PROBLEM TO WORK ON:
Replace every "highlight" in the rows below with "outline", reproduce the rows otherwise unchanged, and omit the pictures from the output.

******************************

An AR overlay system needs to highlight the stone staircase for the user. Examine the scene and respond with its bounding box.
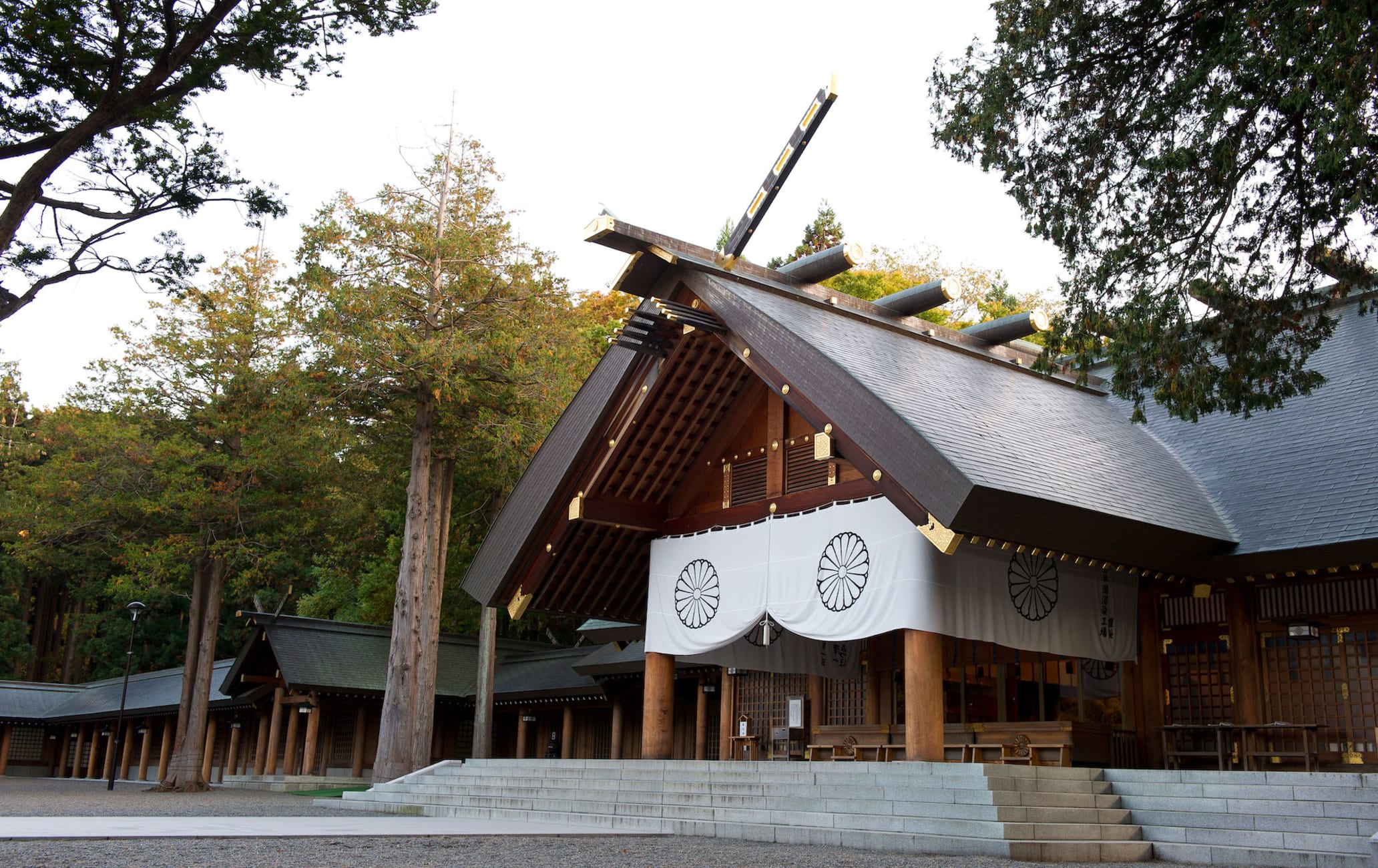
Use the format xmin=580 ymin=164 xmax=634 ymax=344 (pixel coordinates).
xmin=1105 ymin=769 xmax=1378 ymax=868
xmin=316 ymin=759 xmax=1152 ymax=861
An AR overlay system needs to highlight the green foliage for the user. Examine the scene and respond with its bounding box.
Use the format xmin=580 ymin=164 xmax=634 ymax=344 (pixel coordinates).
xmin=0 ymin=0 xmax=434 ymax=320
xmin=930 ymin=0 xmax=1378 ymax=419
xmin=766 ymin=200 xmax=842 ymax=268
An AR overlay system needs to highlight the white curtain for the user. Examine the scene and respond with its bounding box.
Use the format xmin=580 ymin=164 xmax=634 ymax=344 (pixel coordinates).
xmin=646 ymin=497 xmax=1138 ymax=674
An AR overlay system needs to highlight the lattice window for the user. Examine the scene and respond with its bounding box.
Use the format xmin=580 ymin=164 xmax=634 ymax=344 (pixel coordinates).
xmin=784 ymin=441 xmax=837 ymax=495
xmin=1163 ymin=639 xmax=1234 ymax=723
xmin=1264 ymin=628 xmax=1378 ymax=752
xmin=9 ymin=726 xmax=44 ymax=762
xmin=329 ymin=711 xmax=354 ymax=766
xmin=722 ymin=456 xmax=766 ymax=505
xmin=827 ymin=678 xmax=865 ymax=726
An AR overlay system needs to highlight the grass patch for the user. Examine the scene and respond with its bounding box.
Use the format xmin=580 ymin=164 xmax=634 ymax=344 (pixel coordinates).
xmin=289 ymin=787 xmax=368 ymax=799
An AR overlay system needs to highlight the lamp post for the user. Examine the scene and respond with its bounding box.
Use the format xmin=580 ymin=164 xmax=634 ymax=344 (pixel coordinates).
xmin=105 ymin=600 xmax=148 ymax=791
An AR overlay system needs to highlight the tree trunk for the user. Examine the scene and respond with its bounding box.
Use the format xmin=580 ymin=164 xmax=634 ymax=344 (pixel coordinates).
xmin=158 ymin=554 xmax=224 ymax=793
xmin=373 ymin=383 xmax=435 ymax=783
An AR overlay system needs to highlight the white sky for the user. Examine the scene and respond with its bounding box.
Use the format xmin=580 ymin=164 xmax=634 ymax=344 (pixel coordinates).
xmin=0 ymin=0 xmax=1058 ymax=405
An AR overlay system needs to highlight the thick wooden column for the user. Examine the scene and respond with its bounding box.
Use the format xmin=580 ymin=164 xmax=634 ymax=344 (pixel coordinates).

******************************

EXERCISE RESULT:
An AR overlay system needs to outline the stone staircase for the user. Examine the scene and respond with its bounding box.
Use the format xmin=580 ymin=164 xmax=634 ymax=344 (pixel coordinates).
xmin=1105 ymin=769 xmax=1378 ymax=868
xmin=316 ymin=759 xmax=1152 ymax=861
An AR overlay system needs to outline the green foliage for the user. Examine the scene and respond with its bounding box.
Use the format xmin=580 ymin=164 xmax=634 ymax=344 (pixel coordinates).
xmin=0 ymin=0 xmax=434 ymax=320
xmin=930 ymin=0 xmax=1378 ymax=419
xmin=766 ymin=200 xmax=842 ymax=268
An AR overlay system needs to outline the white curtain for the user. Examine the scene and respond with its bounding box.
Use the format xmin=580 ymin=164 xmax=634 ymax=344 (pixel coordinates).
xmin=646 ymin=497 xmax=1138 ymax=674
An AR overlay system needs to outline the lattice window for the user. Examine the scene and respond with its bounding box.
Use the format xmin=580 ymin=164 xmax=634 ymax=344 (pixel coordinates).
xmin=784 ymin=441 xmax=837 ymax=495
xmin=1163 ymin=639 xmax=1234 ymax=723
xmin=1264 ymin=628 xmax=1378 ymax=752
xmin=9 ymin=726 xmax=44 ymax=762
xmin=329 ymin=711 xmax=354 ymax=766
xmin=722 ymin=456 xmax=766 ymax=505
xmin=827 ymin=678 xmax=865 ymax=726
An AR overlay system needs to outline the grass patch for the user. Examine the scene and respond with its bounding box.
Use the format xmin=580 ymin=164 xmax=634 ymax=344 (pixel coordinates).
xmin=289 ymin=787 xmax=368 ymax=799
An AR overlay system needs to outline the lamp post for the user. Examine the scene and respond with its bounding box.
Use the format xmin=580 ymin=164 xmax=634 ymax=344 (pixel coordinates).
xmin=105 ymin=600 xmax=148 ymax=791
An AR overlay system needs to outline the tree trunk for the user. Examine the scene and respond with its bounding box.
Use the format xmin=580 ymin=164 xmax=634 ymax=344 (pixel coordinates).
xmin=158 ymin=554 xmax=224 ymax=793
xmin=373 ymin=383 xmax=435 ymax=783
An AR overlay system needs to outline the white sky for the user. Examine the scene and respond with its bounding box.
Use the format xmin=580 ymin=164 xmax=634 ymax=344 (pixel coordinates).
xmin=0 ymin=0 xmax=1058 ymax=405
An AR overlay system needs to outline the thick wooden column for the user. Examine the scene and respond with its bounding box.
Use the format xmin=580 ymin=164 xmax=634 ymax=344 (pixel coordinates).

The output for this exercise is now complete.